§ Supplied records:

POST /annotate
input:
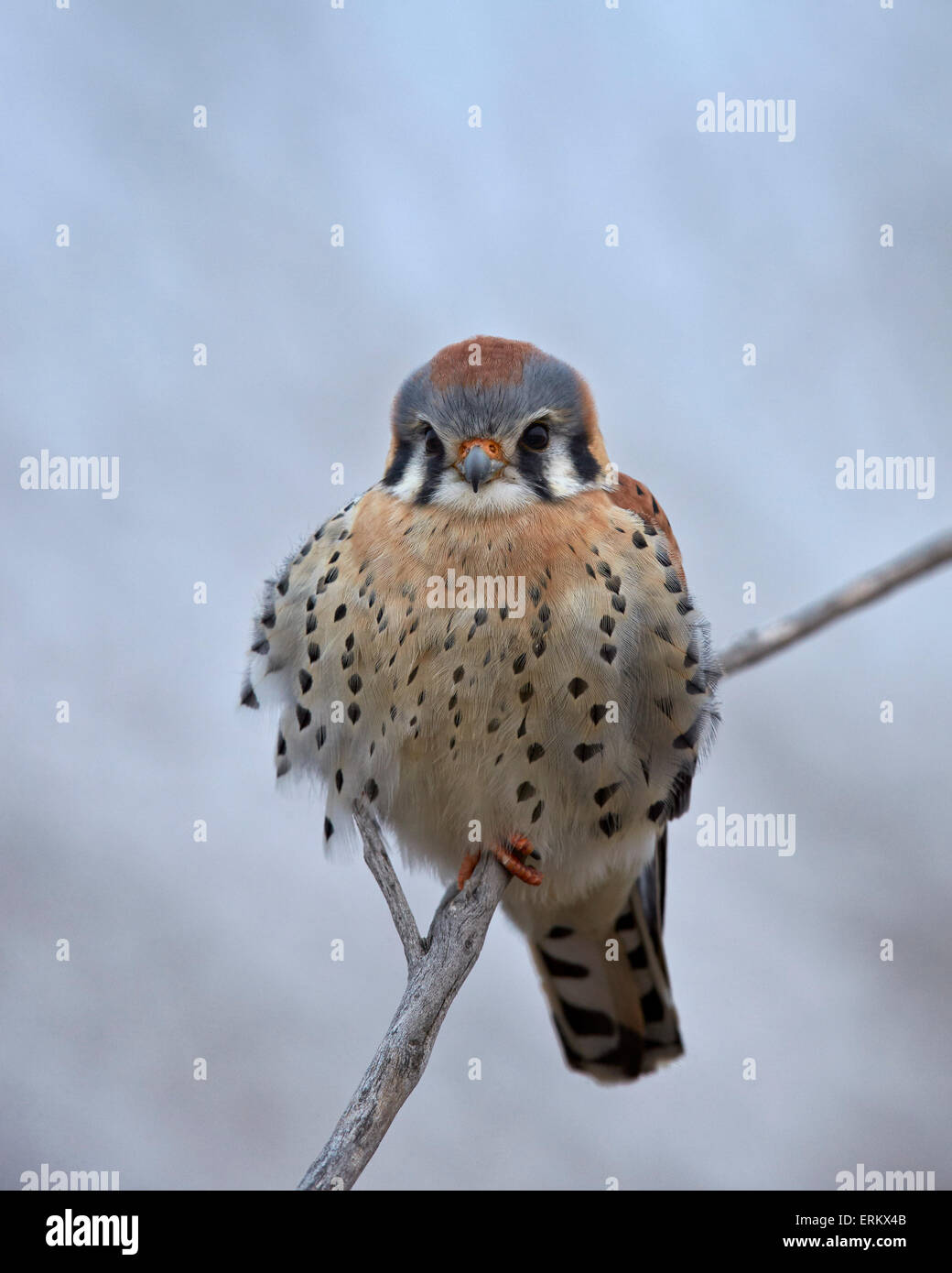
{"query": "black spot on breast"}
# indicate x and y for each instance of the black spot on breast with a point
--
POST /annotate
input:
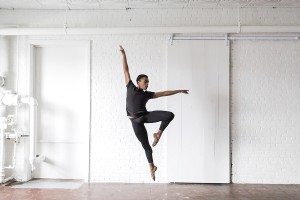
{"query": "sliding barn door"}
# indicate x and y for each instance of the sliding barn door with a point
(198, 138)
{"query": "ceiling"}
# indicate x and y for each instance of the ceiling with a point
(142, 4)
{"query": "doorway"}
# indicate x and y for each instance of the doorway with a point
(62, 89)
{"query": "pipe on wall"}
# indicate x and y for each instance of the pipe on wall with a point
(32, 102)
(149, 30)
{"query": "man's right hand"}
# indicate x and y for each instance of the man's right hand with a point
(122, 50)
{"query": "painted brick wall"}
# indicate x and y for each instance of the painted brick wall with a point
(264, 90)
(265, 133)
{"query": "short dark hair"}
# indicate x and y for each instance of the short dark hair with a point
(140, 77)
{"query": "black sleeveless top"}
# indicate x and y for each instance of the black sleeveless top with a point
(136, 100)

§ Your task: Extract every line of the listing that contains the word "each". Case counts.

§ Solved problem:
# indicate x and y for each instance of the black spot on breast with a point
# indicate x and y for each instance of the sliding barn door with a point
# indicate x and y for each instance of the ceiling with a point
# indicate x and y for each instance of the doorway with a point
# indicate x and y for each instance of the pipe on wall with a point
# indicate x and y for each instance of the man's right hand with a point
# indicate x and y for each instance of the painted brick wall with a point
# indicate x and y for each instance of the short dark hair with a point
# indicate x and y for each instance of the black sleeveless top with a point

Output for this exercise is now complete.